阅读材料 =>
概念
分词器 接受一个字符串作为输入,将这个字符串拆分成独立的词或 语汇单元(token) (可能会丢弃一些标点符号等字符),然后输出一个 语汇单元流(token stream) 。
normalization
normalization的方式有: 时态转换, 单复数转换, 同义词转换, 大小写转换等
比如文档中包含His mom likes small dogs:
① 在建立索引的时候normalization会对文档进行时态、单复数、同义词等方面的处理;
② 然后用户通过近似的mother liked little dog, 也能搜索到相关的文档.
分析器的组成
- character filter(mapping):分词之前预处理(过滤无用字符、标签等,转换一些&=>and 《Elasticsearch》=> Elasticsearch。自带的有:html strip(去除html标签),mapping(字符串替换),pattern replace(正则匹配替换)
- tokenizer(分词器):分词
- token filter:停用词、时态转换、大小写转换、同义词转换、语气词处理等。自带的有:lowercase,stop,synonym
# 过滤html 标签
POST _analyze
{
"tokenizer":"keyword",
"char_filter":["html_strip"],
"text":"<b>hello world<b>"
}
# 字符转换
POST _analyze
{
"tokenizer":"standard",
"char_filter":[
{
"type":"mapping",
"mappings":["- => _"]
}
],
"text":"123-456-789,i-love-u"

数据行 =>
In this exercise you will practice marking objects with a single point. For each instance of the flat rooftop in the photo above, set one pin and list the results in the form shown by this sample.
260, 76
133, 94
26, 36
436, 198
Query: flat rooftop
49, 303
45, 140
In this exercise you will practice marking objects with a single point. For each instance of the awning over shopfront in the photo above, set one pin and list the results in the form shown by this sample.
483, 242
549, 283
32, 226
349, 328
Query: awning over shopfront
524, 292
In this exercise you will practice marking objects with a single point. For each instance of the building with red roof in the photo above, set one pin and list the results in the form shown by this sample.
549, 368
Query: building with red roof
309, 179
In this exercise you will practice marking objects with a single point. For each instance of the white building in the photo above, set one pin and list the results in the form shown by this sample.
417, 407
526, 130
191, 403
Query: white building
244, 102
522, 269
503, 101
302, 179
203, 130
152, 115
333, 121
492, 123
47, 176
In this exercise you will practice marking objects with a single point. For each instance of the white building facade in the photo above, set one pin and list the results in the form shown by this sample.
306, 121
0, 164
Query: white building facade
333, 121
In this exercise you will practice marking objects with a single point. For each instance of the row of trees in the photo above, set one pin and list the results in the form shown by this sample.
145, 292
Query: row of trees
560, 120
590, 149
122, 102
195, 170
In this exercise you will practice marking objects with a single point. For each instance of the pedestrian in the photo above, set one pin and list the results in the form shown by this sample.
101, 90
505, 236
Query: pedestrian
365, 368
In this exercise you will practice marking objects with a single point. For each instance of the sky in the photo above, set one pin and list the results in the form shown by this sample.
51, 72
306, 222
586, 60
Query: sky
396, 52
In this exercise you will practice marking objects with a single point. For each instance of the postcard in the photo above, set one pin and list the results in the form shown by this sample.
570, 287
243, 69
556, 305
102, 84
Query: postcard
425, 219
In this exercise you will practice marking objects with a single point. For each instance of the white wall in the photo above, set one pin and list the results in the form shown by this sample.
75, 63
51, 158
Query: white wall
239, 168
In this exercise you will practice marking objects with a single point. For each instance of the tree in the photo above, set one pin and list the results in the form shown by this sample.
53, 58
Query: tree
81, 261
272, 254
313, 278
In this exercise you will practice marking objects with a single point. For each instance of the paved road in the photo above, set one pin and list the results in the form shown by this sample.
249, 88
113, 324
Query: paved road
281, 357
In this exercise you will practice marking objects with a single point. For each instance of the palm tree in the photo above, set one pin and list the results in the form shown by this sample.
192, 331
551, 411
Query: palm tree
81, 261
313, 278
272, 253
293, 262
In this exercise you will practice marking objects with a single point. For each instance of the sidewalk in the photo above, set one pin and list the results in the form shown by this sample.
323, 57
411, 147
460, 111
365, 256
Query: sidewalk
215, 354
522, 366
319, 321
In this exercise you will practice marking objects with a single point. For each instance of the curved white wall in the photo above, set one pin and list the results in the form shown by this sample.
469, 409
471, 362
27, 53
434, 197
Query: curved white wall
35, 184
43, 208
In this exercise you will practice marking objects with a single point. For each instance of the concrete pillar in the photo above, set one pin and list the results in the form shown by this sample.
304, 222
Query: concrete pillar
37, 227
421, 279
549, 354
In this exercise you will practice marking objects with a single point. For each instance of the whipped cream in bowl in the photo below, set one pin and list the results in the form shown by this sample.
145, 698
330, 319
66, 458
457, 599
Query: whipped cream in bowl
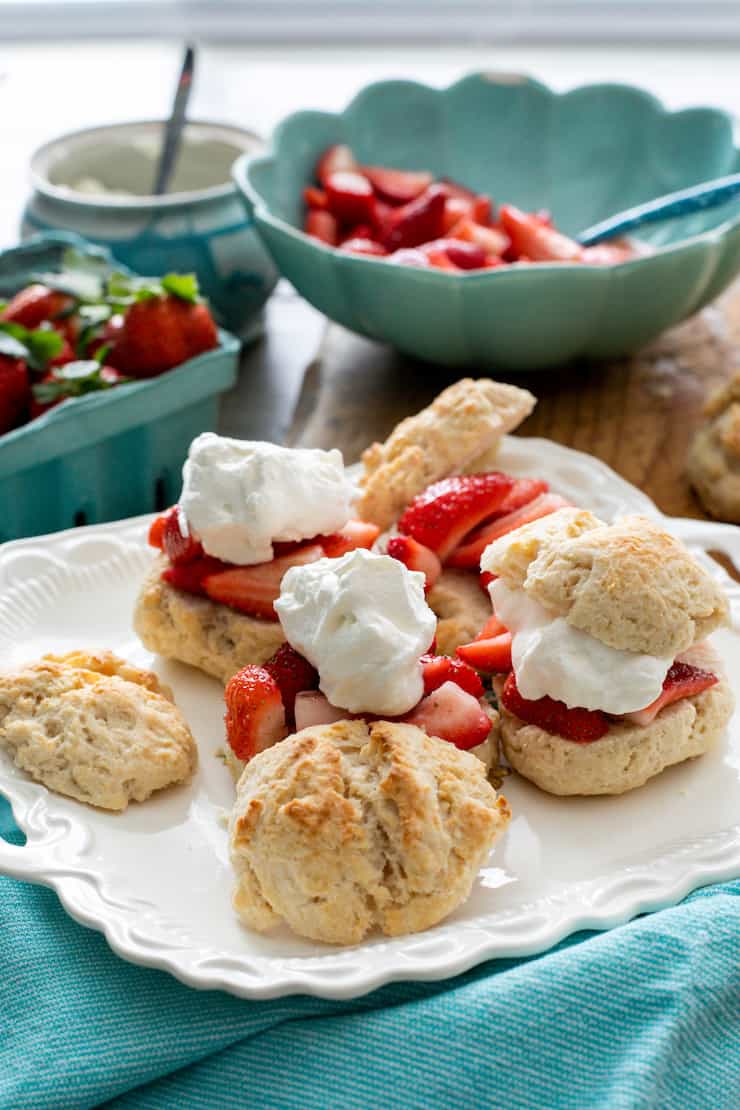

你的任务 =>
请根据阅读材料说明：分析器中的 character filter 自带哪几种？

回答如下 =>
html strip、mapping 和 pattern replace。